WHAT TO DO: Pick out and copy each line below that contains the word "cornice". Case counts.

GIVEN INFORMATION:

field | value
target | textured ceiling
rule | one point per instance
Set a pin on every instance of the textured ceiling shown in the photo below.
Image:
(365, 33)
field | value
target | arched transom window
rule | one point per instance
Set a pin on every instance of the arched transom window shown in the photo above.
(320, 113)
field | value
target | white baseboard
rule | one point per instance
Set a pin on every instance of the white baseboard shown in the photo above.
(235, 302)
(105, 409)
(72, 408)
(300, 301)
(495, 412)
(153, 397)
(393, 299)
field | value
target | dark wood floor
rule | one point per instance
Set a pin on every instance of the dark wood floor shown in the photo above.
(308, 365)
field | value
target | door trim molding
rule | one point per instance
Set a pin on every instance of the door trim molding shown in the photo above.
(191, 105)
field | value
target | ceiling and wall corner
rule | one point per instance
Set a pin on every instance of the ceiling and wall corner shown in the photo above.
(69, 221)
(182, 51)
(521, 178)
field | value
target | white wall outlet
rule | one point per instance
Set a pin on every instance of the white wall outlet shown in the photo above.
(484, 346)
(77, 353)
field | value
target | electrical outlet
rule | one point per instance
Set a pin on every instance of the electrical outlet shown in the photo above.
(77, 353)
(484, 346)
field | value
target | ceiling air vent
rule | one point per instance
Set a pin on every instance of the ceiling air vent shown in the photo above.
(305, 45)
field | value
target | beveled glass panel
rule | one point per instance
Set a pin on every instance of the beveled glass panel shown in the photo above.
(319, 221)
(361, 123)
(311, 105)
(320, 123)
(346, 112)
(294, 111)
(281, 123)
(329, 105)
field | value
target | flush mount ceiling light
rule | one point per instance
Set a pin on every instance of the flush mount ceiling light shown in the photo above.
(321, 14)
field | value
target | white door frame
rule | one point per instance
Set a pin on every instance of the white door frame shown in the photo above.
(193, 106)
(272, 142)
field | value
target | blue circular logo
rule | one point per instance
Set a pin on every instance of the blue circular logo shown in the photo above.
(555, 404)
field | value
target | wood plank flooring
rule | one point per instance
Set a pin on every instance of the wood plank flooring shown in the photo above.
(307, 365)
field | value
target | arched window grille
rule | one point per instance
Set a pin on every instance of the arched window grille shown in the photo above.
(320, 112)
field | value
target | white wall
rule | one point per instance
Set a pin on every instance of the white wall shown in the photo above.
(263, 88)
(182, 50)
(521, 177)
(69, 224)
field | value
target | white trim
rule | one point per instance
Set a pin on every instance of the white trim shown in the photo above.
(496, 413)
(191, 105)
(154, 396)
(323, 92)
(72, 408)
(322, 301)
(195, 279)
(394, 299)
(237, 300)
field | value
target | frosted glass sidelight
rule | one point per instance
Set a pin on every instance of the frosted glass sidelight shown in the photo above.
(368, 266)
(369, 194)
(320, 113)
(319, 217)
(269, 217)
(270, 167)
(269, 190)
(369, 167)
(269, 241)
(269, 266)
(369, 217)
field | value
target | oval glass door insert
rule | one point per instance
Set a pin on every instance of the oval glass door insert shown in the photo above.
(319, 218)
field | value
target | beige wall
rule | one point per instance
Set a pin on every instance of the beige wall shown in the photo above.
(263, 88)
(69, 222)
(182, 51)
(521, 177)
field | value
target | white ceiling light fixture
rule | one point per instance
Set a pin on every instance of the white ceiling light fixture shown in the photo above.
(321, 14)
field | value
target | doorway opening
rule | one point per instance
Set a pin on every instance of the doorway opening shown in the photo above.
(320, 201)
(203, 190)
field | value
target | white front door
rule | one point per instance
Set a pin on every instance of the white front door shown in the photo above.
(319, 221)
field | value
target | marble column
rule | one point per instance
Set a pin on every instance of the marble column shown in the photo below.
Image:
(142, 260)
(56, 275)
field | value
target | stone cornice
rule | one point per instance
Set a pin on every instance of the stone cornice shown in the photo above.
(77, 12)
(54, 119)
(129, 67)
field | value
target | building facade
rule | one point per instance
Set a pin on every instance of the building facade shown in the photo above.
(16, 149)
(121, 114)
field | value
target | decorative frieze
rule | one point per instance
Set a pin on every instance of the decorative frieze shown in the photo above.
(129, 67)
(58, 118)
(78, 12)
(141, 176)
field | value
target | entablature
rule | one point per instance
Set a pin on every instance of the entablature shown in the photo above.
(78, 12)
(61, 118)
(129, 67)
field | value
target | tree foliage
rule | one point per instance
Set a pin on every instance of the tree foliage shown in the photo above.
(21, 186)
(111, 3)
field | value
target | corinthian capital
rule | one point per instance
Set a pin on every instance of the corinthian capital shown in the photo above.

SOLUTION FOR THIS TASK:
target | stone cornice
Set a pin on every instance of the stone cornice shown in the photo above.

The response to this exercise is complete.